Exercise prompt:
Search the listing below for the string "block" and copy every line where it occurs.
··· Excerpted records ···
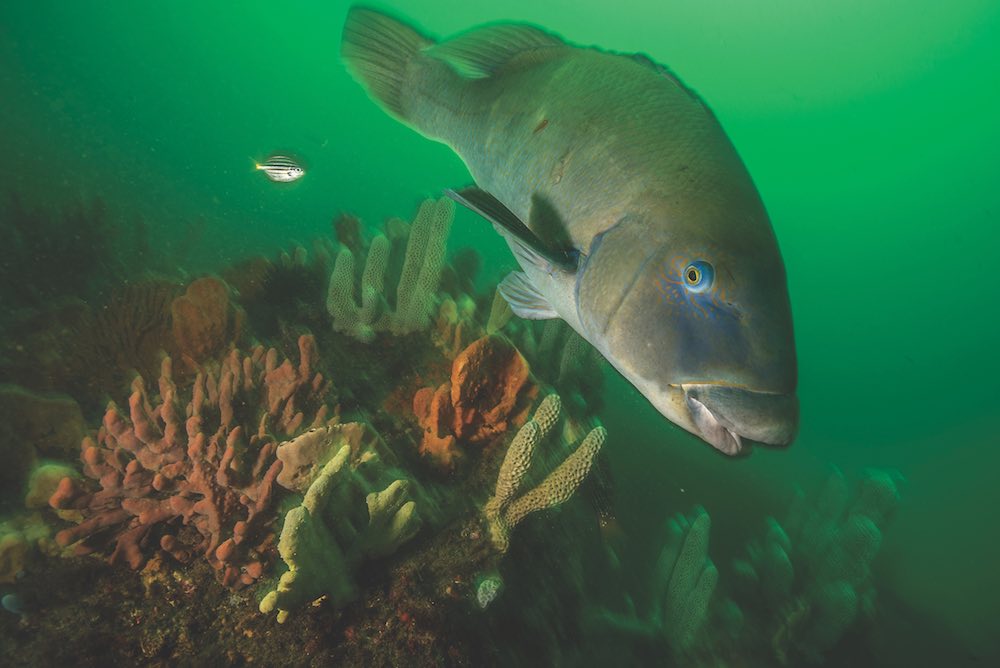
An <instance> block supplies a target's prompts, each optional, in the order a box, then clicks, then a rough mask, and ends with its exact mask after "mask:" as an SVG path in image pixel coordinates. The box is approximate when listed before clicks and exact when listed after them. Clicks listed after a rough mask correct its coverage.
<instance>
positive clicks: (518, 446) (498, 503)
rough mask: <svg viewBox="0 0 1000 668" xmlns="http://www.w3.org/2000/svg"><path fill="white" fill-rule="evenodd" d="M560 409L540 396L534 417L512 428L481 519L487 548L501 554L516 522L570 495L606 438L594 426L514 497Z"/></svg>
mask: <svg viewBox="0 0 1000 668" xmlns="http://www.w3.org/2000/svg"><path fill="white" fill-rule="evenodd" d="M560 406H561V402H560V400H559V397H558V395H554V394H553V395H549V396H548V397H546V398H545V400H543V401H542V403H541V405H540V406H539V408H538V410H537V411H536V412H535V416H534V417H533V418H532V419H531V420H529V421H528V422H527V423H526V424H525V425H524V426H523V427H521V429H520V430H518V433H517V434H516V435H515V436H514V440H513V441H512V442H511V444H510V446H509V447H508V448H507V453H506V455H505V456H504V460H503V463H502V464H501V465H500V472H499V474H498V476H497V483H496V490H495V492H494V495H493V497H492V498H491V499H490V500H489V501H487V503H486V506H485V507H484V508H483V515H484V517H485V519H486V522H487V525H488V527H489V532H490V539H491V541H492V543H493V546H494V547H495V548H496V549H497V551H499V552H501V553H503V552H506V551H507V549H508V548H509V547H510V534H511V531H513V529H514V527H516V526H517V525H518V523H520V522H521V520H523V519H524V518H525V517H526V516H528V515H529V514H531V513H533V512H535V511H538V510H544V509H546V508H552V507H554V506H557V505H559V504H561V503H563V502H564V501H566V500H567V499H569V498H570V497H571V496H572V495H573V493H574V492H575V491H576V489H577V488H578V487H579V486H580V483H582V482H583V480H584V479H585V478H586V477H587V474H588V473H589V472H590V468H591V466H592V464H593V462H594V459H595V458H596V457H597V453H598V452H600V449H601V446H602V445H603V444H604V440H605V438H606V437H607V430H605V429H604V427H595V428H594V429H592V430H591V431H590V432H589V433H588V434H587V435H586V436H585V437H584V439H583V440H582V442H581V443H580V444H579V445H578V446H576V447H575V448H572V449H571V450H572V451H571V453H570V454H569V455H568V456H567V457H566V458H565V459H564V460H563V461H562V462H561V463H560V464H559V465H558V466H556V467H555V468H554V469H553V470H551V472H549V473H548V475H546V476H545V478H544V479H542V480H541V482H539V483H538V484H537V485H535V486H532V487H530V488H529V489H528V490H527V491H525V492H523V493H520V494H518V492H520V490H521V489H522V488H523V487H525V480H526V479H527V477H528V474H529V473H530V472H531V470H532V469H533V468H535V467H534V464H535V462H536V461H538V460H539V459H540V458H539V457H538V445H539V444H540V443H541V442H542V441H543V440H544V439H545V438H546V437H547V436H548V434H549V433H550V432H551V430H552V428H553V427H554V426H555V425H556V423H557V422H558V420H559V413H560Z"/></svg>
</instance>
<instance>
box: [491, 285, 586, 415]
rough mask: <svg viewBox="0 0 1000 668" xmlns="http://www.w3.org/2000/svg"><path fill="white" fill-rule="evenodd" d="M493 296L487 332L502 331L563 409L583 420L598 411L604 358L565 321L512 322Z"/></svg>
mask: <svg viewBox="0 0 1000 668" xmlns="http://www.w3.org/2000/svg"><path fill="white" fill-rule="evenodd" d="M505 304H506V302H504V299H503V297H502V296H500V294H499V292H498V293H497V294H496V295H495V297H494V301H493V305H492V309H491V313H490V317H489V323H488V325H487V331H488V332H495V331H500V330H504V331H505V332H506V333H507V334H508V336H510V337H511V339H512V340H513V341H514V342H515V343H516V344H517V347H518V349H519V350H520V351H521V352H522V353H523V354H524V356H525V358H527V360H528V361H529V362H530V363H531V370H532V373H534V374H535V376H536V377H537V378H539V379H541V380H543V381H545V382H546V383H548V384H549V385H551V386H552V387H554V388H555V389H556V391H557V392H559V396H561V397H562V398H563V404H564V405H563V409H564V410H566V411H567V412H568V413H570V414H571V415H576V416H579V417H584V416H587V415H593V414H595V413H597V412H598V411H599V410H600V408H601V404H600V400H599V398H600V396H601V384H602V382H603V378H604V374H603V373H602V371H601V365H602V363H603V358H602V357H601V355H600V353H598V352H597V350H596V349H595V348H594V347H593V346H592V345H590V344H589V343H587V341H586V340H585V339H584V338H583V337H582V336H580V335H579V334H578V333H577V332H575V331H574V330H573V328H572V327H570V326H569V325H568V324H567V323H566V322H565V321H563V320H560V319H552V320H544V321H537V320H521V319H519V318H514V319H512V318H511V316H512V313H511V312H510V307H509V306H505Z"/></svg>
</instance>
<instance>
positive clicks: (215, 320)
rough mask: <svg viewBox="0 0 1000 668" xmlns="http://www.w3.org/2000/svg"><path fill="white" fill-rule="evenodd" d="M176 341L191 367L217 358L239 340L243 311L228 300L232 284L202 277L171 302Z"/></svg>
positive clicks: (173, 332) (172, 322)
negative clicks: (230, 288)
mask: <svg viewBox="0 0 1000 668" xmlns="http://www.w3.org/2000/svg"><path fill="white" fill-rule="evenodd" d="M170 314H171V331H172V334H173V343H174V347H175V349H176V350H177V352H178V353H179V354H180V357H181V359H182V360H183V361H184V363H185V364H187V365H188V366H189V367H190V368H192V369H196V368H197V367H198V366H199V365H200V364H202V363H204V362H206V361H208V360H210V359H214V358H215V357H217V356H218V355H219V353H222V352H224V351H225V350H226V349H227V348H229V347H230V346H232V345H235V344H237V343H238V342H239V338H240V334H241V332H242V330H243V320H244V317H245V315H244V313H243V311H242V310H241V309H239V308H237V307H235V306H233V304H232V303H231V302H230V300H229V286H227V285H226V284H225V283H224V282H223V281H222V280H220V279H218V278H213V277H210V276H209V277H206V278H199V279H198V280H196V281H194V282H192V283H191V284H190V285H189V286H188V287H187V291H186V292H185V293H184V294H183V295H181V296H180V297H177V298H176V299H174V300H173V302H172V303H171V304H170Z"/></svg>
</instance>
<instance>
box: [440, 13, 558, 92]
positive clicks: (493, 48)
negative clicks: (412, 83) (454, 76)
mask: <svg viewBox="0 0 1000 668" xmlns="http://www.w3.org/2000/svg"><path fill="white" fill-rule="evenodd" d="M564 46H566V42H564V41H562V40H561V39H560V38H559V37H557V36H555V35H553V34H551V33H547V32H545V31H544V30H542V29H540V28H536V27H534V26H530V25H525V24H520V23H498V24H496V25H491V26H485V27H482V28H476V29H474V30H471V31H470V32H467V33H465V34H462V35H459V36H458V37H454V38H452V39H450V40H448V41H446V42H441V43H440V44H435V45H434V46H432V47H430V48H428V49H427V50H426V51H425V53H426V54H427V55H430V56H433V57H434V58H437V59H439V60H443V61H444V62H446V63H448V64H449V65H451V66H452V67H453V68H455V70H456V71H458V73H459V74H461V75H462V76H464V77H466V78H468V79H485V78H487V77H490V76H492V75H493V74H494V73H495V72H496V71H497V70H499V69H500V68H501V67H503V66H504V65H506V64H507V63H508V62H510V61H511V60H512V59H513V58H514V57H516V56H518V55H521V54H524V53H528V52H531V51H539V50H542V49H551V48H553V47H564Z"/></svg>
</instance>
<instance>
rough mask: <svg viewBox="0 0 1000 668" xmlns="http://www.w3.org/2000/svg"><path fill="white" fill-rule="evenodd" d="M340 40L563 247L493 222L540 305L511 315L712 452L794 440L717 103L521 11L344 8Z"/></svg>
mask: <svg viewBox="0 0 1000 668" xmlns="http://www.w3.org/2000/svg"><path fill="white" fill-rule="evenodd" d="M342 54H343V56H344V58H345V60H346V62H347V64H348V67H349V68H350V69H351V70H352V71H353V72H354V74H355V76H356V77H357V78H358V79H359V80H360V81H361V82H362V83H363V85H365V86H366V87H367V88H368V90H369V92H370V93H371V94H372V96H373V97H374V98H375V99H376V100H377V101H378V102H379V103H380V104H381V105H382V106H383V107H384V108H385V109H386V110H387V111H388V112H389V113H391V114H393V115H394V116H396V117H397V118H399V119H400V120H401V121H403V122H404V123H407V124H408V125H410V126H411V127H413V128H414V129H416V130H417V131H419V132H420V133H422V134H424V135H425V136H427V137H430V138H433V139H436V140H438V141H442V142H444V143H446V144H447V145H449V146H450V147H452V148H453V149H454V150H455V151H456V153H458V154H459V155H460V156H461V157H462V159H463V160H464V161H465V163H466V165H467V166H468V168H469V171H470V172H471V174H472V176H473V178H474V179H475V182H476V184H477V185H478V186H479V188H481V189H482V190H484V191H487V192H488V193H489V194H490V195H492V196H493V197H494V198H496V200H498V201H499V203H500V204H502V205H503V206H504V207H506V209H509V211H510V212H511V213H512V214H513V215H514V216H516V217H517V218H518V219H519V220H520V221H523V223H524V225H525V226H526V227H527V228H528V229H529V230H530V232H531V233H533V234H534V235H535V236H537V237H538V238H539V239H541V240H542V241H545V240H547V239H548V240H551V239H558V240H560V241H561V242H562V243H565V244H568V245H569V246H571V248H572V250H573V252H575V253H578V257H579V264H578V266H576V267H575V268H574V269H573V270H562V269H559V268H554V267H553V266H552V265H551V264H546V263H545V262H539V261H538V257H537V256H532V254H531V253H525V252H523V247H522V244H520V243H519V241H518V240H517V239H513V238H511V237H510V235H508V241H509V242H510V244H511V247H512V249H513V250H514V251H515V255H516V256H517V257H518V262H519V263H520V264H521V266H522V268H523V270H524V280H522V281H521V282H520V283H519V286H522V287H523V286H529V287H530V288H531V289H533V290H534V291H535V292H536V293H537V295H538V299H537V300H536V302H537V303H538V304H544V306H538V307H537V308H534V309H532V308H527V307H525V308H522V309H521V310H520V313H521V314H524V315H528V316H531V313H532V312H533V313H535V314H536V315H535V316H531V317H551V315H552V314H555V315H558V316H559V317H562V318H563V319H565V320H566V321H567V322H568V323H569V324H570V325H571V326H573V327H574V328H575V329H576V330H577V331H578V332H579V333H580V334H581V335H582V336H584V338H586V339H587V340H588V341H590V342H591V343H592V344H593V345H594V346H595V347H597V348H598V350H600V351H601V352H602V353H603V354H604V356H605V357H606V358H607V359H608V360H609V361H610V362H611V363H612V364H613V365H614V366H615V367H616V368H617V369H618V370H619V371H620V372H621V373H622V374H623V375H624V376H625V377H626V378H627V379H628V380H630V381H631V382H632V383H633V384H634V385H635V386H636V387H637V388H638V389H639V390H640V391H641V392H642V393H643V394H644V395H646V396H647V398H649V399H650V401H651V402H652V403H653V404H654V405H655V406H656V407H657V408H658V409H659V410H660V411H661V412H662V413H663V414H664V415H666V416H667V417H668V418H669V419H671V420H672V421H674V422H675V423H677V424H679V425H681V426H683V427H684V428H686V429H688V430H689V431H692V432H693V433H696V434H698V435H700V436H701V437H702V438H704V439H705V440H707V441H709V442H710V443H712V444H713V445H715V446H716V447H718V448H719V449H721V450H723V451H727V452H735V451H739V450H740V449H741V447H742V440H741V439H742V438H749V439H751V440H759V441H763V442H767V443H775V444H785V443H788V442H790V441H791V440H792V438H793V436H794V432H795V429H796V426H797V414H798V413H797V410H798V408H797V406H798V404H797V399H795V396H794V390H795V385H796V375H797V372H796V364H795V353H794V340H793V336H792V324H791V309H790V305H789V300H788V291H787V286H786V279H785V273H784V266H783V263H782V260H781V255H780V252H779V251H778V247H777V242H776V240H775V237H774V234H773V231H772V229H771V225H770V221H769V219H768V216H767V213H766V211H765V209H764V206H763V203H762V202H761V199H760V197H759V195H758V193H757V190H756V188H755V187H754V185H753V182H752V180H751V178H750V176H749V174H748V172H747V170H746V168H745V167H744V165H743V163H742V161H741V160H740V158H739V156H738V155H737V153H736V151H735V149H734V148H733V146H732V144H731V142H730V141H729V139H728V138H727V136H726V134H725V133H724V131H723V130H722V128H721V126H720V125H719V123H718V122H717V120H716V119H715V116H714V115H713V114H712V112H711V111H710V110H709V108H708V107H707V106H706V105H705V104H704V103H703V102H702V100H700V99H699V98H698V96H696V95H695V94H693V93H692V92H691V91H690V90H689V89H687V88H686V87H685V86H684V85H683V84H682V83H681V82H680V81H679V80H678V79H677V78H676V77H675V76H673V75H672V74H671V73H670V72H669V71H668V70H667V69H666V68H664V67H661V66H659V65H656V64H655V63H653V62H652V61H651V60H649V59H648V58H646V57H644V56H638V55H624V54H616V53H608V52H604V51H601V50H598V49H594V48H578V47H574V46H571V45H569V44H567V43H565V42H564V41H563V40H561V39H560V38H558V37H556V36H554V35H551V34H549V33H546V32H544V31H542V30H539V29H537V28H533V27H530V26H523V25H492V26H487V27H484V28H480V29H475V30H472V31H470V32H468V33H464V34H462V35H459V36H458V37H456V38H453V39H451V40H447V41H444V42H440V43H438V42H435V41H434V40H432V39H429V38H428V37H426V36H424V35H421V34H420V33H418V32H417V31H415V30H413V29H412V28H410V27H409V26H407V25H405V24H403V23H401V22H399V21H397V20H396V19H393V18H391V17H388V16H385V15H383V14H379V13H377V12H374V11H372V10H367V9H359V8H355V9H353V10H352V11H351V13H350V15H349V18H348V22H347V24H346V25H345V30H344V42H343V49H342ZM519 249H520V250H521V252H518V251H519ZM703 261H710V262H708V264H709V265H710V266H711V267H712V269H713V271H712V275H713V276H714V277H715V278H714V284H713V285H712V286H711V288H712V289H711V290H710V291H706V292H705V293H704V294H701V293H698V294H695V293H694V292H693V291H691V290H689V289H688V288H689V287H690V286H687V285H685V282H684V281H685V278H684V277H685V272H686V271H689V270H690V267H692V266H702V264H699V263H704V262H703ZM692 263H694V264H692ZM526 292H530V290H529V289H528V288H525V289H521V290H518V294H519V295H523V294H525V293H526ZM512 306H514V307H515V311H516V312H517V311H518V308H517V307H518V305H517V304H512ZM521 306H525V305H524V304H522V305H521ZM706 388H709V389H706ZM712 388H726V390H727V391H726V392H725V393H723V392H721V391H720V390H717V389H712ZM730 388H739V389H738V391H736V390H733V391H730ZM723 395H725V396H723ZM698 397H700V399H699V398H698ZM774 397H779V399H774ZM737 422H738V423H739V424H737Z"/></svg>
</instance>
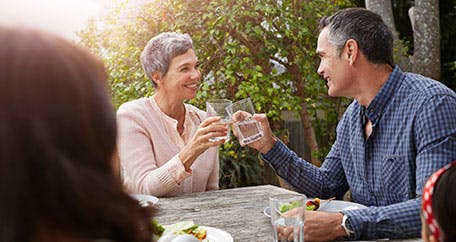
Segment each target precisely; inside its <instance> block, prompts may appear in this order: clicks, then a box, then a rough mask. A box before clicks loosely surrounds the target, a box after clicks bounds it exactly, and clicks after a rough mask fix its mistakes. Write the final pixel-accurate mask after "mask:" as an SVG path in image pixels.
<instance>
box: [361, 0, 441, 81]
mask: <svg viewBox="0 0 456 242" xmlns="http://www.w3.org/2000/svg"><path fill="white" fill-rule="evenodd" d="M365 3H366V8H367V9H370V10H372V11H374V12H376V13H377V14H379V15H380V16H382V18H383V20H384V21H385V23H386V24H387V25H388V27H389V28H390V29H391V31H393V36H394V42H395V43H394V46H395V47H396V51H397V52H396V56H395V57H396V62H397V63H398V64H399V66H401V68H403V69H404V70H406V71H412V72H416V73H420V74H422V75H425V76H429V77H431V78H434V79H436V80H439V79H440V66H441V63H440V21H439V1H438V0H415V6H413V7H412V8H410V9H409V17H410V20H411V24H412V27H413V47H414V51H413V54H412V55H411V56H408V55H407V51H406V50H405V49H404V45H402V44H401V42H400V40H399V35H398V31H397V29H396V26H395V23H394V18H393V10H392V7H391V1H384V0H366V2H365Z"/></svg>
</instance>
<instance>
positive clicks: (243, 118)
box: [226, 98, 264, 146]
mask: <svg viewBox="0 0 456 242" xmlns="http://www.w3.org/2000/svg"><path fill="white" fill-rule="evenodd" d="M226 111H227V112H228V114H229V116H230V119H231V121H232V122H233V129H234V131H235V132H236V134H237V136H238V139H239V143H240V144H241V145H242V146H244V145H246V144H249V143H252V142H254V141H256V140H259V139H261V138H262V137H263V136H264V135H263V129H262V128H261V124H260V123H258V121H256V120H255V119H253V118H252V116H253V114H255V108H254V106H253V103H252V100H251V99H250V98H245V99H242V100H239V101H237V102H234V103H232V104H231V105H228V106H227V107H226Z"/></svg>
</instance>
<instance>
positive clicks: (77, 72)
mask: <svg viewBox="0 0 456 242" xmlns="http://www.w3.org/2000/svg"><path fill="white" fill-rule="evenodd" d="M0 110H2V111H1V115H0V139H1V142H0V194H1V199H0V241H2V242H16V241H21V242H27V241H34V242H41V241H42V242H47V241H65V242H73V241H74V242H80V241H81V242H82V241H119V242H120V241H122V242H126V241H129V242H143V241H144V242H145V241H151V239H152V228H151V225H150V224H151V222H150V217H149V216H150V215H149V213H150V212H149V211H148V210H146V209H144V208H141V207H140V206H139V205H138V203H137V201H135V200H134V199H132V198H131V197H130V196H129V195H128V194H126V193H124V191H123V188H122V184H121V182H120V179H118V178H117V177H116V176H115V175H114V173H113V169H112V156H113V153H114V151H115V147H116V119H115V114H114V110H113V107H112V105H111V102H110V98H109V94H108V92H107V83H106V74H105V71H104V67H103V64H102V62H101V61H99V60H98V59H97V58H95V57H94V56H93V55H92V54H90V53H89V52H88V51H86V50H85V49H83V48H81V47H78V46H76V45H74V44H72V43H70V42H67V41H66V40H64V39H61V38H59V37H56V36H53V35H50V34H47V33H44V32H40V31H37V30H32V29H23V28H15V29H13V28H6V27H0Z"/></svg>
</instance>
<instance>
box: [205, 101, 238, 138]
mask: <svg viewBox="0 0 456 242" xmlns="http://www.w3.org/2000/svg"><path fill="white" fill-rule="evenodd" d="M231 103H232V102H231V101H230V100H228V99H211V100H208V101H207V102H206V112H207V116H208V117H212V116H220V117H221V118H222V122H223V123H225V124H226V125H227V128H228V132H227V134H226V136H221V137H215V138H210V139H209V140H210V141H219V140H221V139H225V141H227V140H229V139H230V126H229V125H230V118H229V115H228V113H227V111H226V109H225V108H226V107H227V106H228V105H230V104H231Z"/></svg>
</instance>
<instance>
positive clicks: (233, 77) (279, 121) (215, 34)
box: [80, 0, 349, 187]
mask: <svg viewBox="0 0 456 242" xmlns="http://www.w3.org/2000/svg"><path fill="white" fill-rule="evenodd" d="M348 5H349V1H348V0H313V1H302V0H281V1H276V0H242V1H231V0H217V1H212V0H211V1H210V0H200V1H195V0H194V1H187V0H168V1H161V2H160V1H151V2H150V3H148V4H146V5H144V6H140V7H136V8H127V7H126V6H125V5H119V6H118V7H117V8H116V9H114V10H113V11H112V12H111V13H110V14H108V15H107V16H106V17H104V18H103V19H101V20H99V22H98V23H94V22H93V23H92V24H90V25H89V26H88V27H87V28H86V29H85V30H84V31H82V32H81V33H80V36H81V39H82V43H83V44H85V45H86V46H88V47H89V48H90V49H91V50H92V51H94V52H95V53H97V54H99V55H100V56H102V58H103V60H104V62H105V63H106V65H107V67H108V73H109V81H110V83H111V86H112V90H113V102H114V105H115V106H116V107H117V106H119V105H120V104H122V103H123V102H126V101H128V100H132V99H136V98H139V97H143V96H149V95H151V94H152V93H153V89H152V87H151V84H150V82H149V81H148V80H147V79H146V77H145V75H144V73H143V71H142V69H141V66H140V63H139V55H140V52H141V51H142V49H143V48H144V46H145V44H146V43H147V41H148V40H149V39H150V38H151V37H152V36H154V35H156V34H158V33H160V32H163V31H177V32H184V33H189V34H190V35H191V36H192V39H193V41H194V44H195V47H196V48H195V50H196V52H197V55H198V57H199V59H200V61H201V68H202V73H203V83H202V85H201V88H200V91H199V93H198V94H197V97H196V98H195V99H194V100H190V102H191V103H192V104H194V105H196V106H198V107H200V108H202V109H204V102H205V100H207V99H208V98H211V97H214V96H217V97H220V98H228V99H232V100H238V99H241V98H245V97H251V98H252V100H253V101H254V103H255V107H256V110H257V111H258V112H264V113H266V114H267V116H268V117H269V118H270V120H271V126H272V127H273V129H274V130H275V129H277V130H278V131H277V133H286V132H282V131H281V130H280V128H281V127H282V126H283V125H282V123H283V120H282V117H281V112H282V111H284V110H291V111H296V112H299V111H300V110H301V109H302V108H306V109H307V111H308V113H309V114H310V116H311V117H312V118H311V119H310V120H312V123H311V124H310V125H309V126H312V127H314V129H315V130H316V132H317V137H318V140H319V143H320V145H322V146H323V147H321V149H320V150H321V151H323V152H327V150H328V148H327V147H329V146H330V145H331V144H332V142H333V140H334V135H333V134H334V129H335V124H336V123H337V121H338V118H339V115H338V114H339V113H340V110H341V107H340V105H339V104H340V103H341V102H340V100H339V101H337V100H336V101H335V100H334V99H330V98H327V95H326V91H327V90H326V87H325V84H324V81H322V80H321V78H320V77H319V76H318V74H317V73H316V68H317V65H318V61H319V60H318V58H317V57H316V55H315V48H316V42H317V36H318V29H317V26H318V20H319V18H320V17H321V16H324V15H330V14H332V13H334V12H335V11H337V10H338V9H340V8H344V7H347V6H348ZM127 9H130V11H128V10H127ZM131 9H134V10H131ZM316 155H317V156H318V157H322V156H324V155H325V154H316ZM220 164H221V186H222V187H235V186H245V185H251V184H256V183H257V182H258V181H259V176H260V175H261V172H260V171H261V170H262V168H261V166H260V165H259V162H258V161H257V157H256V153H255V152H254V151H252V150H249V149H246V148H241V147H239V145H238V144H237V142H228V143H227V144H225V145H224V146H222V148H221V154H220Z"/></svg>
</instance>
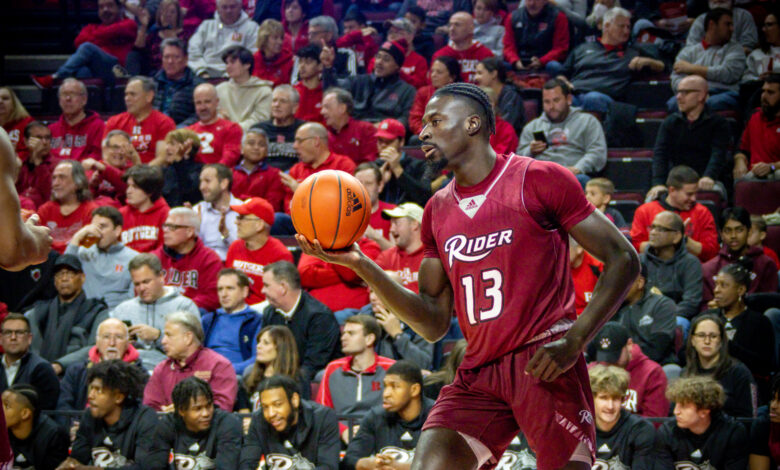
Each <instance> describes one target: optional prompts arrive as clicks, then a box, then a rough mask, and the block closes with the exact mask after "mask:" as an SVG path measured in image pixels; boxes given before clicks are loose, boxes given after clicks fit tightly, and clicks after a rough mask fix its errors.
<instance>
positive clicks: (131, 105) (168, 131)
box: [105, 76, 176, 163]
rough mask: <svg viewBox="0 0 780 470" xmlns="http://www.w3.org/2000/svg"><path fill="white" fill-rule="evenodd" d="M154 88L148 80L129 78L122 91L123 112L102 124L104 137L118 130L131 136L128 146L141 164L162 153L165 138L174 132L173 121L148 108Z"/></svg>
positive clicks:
···
Result for this exercise:
An <instance> block supplies a target's prompts, each optional, in the order a box, then clicks, then a rough mask, and ends with its exact mask after "mask:" as an SVG path in image pixel coordinates. The box is approximate when listed before clicks and exact when listed after them. Clicks listed after a rough mask correct its coverage.
Segment each target precisely; inside its <instance> block, prompts may appear in this order: clicks, then a box, then a rough mask. A box before clicks loosely surrounds the target, a box after clicks bounds it exactly, and clicks after a rough mask fix its mistakes. Write the final pixel-accurate mask after "mask:" as an SVG path in image pixels.
Each <instance> describes one target: optional prompts arrive as clicks, then a box, then a rough mask, and the block closes with the exact mask after "mask:" as an SVG path measured in image pixels; boxes given before clicks are loose, boxes given after clicks fit tightly, and clicks after a rough mask fix its errors.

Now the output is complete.